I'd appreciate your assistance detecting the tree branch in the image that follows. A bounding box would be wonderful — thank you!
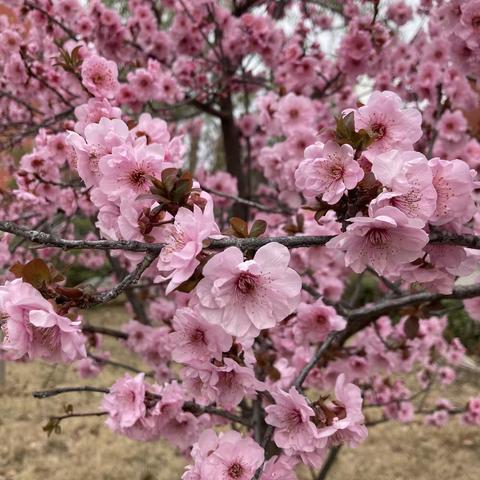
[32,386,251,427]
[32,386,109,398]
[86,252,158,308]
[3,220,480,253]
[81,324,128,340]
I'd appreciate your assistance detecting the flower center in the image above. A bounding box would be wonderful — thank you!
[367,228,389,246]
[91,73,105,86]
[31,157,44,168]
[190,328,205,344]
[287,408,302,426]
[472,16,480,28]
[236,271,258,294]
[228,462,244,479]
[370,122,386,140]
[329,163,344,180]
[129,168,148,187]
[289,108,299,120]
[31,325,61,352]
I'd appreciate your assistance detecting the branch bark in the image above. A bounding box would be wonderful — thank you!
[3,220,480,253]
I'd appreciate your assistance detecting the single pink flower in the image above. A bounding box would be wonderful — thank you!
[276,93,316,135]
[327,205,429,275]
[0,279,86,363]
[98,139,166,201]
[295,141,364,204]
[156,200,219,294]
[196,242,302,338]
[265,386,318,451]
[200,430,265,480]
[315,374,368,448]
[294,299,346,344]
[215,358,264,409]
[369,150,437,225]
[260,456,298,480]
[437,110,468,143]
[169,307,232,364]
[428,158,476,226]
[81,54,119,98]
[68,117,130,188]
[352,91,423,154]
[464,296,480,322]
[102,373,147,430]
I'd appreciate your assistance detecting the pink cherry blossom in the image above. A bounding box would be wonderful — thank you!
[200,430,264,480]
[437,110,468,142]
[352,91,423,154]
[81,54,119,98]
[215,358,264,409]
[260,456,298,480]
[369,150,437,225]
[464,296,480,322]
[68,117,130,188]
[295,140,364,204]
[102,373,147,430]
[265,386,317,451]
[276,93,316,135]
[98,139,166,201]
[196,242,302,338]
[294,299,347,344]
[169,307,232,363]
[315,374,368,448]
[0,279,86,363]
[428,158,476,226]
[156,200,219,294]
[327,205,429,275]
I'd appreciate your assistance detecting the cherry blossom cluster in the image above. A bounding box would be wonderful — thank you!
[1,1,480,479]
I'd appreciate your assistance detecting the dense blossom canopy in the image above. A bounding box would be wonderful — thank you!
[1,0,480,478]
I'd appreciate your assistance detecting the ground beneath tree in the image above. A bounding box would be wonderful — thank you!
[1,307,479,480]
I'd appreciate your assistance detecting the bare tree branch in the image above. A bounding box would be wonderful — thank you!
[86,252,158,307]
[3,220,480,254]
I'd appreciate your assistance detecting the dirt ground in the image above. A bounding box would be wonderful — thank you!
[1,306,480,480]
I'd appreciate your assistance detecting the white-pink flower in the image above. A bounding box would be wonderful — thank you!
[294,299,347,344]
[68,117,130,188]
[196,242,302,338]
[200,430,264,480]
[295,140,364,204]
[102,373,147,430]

## What to do
Repeat the full listing above exactly, with no pictures in the copy.

## Solution to this task
I'd appreciate your assistance detecting the tree branch in the image that follows. A bounding box would be wonderful — thank you!
[32,386,251,427]
[32,386,109,398]
[86,252,158,308]
[3,220,480,253]
[81,324,128,340]
I'd appreciate your assistance detecting the flower center in the image above. A bounding box would be wonderful — thank you!
[367,228,389,246]
[91,73,105,86]
[31,157,44,168]
[190,328,205,344]
[287,408,302,426]
[472,16,480,28]
[236,271,258,294]
[228,462,244,479]
[370,122,386,140]
[329,163,344,180]
[129,168,148,187]
[289,108,299,120]
[31,325,61,352]
I'd appreciate your assistance detecting the branch bark in the image above. A bounding box would be wonderful — thank you!
[3,220,480,253]
I'd appreciate your assistance detecting the single pink flower in the image above. A bounding box would be wonderful — thank you!
[276,93,316,135]
[327,205,429,275]
[0,279,86,363]
[98,139,166,201]
[295,141,364,204]
[156,200,219,294]
[196,242,302,338]
[265,386,318,451]
[200,430,265,480]
[315,374,368,448]
[294,299,346,344]
[215,358,264,409]
[369,150,437,225]
[260,456,298,480]
[437,110,468,143]
[169,307,232,364]
[428,158,476,226]
[81,54,119,98]
[68,117,130,188]
[352,91,423,154]
[464,296,480,322]
[102,373,147,430]
I'd appreciate your assistance detecting the pink cherry blossom in the image above. A bounding box would be wonderful — thank you!
[200,430,264,480]
[437,110,468,142]
[352,91,423,154]
[81,54,119,98]
[215,358,264,409]
[260,456,298,480]
[369,150,437,225]
[464,296,480,322]
[68,117,130,188]
[295,140,364,204]
[102,373,147,430]
[265,386,317,451]
[276,93,316,135]
[98,139,166,201]
[196,242,302,338]
[294,299,347,344]
[169,307,232,363]
[315,374,368,448]
[0,279,86,363]
[428,158,476,226]
[156,200,219,294]
[327,205,429,275]
I'd appreciate your assistance detecting the cherry blossom cluster in the image above. A bounding box would be wonderful — thank you!
[1,1,480,479]
I'd appreciate your assistance detecting the dense blossom canopy in the image above. A bounding box would be wonderful — thank you!
[1,0,480,478]
I'd appreciate your assistance detecting the ground beneath tree in the image above. A bounding box would be wonderful — thank you!
[1,307,479,480]
I'd appreciate your assistance detecting the bare tree branch in the image above. A bounding box would be wonderful — thank you!
[86,252,158,307]
[3,220,480,254]
I'd appreciate your assistance detecting the dirt ground in the image above. A bounding box would be wonderful — thank you!
[1,306,480,480]
I'd appreciate your assistance detecting the white-pink flower in the image above. A bounding box would be wonderful — thank you!
[294,299,347,344]
[68,117,130,188]
[196,242,302,338]
[200,430,264,480]
[295,140,364,204]
[102,373,147,430]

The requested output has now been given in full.